▶ DATA FOR PROCESSING:

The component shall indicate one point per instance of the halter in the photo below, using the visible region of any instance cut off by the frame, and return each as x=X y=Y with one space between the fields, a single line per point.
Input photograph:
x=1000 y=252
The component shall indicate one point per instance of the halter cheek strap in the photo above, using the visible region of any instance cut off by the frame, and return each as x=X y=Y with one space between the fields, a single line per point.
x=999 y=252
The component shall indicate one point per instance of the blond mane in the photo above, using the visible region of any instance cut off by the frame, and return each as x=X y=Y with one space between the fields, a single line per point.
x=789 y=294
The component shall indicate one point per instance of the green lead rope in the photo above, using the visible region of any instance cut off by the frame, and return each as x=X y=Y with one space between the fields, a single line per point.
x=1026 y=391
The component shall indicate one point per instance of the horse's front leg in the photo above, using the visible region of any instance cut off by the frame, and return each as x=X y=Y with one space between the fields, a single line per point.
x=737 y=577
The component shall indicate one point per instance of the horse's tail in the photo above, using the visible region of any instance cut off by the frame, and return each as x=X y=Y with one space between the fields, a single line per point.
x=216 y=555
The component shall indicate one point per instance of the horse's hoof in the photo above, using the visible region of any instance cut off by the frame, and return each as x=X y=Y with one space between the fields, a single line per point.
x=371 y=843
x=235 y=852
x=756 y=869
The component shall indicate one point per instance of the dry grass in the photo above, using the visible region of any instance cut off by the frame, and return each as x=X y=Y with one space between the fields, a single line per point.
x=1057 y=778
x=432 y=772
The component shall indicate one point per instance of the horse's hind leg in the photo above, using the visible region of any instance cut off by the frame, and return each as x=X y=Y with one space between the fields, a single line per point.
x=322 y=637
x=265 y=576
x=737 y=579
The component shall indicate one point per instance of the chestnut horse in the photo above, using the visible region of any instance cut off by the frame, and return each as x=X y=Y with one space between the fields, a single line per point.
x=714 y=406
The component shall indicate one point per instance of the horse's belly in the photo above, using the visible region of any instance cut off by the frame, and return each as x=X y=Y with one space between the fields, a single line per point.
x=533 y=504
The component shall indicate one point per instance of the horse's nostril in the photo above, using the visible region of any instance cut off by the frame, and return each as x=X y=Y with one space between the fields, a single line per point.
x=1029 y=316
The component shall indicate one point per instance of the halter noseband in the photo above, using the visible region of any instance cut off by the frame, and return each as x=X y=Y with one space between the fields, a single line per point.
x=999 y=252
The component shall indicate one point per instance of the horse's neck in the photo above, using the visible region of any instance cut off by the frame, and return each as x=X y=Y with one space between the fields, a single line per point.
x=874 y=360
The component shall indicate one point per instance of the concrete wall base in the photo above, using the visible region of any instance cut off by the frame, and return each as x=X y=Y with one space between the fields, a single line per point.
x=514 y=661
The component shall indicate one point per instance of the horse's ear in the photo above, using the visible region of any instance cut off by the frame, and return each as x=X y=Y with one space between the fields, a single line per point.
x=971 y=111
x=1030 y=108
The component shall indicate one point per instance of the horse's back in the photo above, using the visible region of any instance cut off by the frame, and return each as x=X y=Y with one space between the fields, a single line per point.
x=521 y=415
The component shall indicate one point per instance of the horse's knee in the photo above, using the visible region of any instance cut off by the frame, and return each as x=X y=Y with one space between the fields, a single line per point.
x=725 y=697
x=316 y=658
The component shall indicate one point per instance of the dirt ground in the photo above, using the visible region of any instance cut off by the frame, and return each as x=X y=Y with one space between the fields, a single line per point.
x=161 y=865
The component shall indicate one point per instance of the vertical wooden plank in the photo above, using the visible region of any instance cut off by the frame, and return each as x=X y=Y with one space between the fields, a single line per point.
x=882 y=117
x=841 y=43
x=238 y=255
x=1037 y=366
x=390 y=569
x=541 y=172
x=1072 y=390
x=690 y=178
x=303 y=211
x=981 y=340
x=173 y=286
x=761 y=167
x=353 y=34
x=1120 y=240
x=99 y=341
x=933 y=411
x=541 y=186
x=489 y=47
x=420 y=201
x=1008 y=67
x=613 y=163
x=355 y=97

▶ DIRECTIONS FOR THIS TASK:
Looking at the records above, please output exactly the lines that run from the one holding "of the vertical" to the final line, and only those.

▶ ANSWER FOR THIS EXERCISE:
The component shall indicate one point per instance of the vertical wooden plank in the photo above, using the visible region of any instance cut off by the frame, and return each as x=X y=Y with one space between the fields, a single line per point.
x=882 y=117
x=841 y=43
x=238 y=255
x=1037 y=366
x=390 y=569
x=541 y=172
x=1072 y=390
x=690 y=178
x=303 y=211
x=981 y=340
x=173 y=286
x=761 y=167
x=353 y=34
x=1120 y=240
x=99 y=341
x=933 y=411
x=541 y=186
x=489 y=47
x=420 y=201
x=1008 y=67
x=613 y=163
x=355 y=97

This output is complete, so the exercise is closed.